**Action item**: Write out the full text of the article on a national commission for the economy, keeping every word and punctuation mark unchanged.

**Study text**:
National commission needed to fix economy
The very words “Royal Commission” and “public inquiry” drive some Canadians crazy.
To critics, these official bodies are useless efforts at political buck-passing that take up far too much time and money only to see their findings wind up untouched on dusty shelves. For them, they’re a Canadian joke. Normally, Royal Commissions or public inquiries are held either to obtain advice on a major national or provincial problem or to investigate a specific issue or incident.
In recent years, such commissions and inquiries have looked into issues ranging from the future of the Toronto waterfront to national health care, missing and murdered Indigenous women and girls, contaminated drinking water at Walkerton, the shooting death of Dudley George at Ipperwash Provincial Park, the SARS epidemic in Ontario and more.
While none of them likely lived up to the hopes of their main proponents, all of them provided important advice for governments on what can be done practically — and that’s the key point — to make improvements in a timely and cost-effective way.

**Listed records**:
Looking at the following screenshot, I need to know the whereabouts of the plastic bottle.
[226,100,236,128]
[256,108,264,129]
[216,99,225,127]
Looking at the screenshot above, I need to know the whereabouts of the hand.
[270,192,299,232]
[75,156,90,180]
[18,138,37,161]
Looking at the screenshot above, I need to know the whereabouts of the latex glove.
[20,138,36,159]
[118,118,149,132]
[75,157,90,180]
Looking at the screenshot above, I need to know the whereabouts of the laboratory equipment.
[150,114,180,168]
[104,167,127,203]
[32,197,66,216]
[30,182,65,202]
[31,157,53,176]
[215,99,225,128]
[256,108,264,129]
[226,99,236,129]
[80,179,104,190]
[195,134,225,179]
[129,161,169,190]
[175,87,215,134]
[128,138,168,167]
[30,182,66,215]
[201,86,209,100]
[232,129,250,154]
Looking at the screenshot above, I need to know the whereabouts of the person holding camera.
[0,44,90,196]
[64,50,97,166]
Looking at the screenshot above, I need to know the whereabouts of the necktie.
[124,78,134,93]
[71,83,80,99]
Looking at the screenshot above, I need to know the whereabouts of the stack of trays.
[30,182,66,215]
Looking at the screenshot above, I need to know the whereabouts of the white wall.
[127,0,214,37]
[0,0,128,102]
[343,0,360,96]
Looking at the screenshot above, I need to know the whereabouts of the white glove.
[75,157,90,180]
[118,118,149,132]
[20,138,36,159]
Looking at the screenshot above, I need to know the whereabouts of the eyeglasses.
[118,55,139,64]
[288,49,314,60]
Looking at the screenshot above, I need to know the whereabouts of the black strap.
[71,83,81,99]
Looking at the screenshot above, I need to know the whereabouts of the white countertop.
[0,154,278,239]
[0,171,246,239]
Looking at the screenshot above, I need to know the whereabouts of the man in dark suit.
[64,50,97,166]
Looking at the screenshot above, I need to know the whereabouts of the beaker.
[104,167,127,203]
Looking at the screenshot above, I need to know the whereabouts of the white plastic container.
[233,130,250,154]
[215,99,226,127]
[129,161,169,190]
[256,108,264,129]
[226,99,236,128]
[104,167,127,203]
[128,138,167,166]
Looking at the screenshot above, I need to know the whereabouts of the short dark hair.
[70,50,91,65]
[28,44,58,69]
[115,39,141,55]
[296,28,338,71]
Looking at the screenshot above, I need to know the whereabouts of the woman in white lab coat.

**Answer box**:
National commission needed to fix economy
The very words “Royal Commission” and “public inquiry” drive some Canadians crazy.
To critics, these official bodies are useless efforts at political buck-passing that take up far too much time and money only to see their findings wind up untouched on dusty shelves. For them, they’re a Canadian joke. Normally, Royal Commissions or public inquiries are held either to obtain advice on a major national or provincial problem or to investigate a specific issue or incident.
In recent years, such commissions and inquiries have looked into issues ranging from the future of the Toronto waterfront to national health care, missing and murdered Indigenous women and girls, contaminated drinking water at Walkerton, the shooting death of Dudley George at Ipperwash Provincial Park, the SARS epidemic in Ontario and more.
While none of them likely lived up to the hopes of their main proponents, all of them provided important advice for governments on what can be done practically — and that’s the key point — to make improvements in a timely and cost-effective way.